Exercise description
Transcribe every record verbatim.

- Opening Delimiter -

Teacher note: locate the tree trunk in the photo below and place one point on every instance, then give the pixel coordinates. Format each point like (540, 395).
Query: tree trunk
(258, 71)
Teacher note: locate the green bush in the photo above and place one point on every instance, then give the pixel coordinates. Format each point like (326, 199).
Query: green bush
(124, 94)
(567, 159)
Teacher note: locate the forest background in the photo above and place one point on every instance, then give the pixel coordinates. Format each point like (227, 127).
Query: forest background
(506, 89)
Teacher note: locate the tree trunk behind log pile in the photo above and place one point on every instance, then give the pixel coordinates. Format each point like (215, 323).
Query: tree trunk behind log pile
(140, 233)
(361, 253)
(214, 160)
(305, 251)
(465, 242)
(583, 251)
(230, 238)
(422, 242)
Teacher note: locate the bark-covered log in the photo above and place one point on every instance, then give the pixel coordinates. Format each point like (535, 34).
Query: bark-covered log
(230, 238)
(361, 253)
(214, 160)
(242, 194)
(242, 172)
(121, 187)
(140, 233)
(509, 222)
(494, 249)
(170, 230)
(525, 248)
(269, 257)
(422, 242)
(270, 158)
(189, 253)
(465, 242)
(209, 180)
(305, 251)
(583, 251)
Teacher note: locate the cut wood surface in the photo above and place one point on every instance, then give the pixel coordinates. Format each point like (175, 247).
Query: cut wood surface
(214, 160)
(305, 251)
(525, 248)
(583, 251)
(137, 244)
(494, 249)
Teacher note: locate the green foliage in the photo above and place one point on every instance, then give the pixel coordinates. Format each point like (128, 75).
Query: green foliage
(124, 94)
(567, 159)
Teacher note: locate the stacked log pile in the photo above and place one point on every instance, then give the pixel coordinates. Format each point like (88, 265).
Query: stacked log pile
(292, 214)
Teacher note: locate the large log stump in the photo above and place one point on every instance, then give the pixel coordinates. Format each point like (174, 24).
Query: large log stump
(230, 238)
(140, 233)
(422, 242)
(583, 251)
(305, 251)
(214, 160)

- Closing Delimiter -

Task output
Teacher note: locate the tree trunk in the photo below and place one point on every instance, then give the pixel coordinates. Format each point like (540, 395).
Query: tree trunk
(258, 71)
Teacher note: locate the green bush in the photo above and place one point on every instance, then give the pixel coordinates. Format each point like (326, 199).
Query: green bush
(124, 94)
(567, 159)
Teacher note: locate the forest background in the photo above and place one point on every instance, then give the pixel coordinates. Format each point like (227, 127).
Query: forest background
(506, 89)
Teacher note: locate the tree trunk behind log pile in the photo above and place one point on every instance, then give the pixel coordinates. Format each point like (215, 323).
Query: tree trunk behind log pile
(140, 233)
(361, 253)
(214, 160)
(305, 251)
(465, 242)
(583, 251)
(230, 238)
(422, 242)
Teacher note: locate the bark-covered log in the photo above and place one point on every instance, then give the pixel coordinates. Format each point like (535, 34).
Query: bark-covered log
(230, 238)
(361, 253)
(214, 160)
(242, 194)
(242, 172)
(121, 187)
(140, 233)
(509, 222)
(494, 249)
(170, 230)
(525, 248)
(269, 257)
(422, 242)
(270, 158)
(189, 253)
(465, 242)
(209, 180)
(305, 251)
(583, 251)
Teacher note: locate the cut wood surface in the photo above and place one point on every instance, then give the pixel coordinates. Format each point like (175, 247).
Query: cut wood surface
(214, 160)
(305, 251)
(525, 248)
(583, 251)
(137, 244)
(494, 249)
Teacher note: locate the green foliage in the photo above and place one point on every instance, then give the pixel coordinates. Format each point like (128, 75).
Query: green foliage
(124, 94)
(567, 159)
Teacher note: locate the stacked log pile in the photo above and place one point on every instance, then give the pixel coordinates. Format each point like (88, 265).
Query: stacked log pile
(292, 214)
Teacher note: locate the large log stump in the photo above and place one point on every instance, then give the pixel coordinates. Format each point like (174, 24).
Query: large log stump
(230, 238)
(140, 233)
(422, 242)
(583, 251)
(305, 251)
(214, 160)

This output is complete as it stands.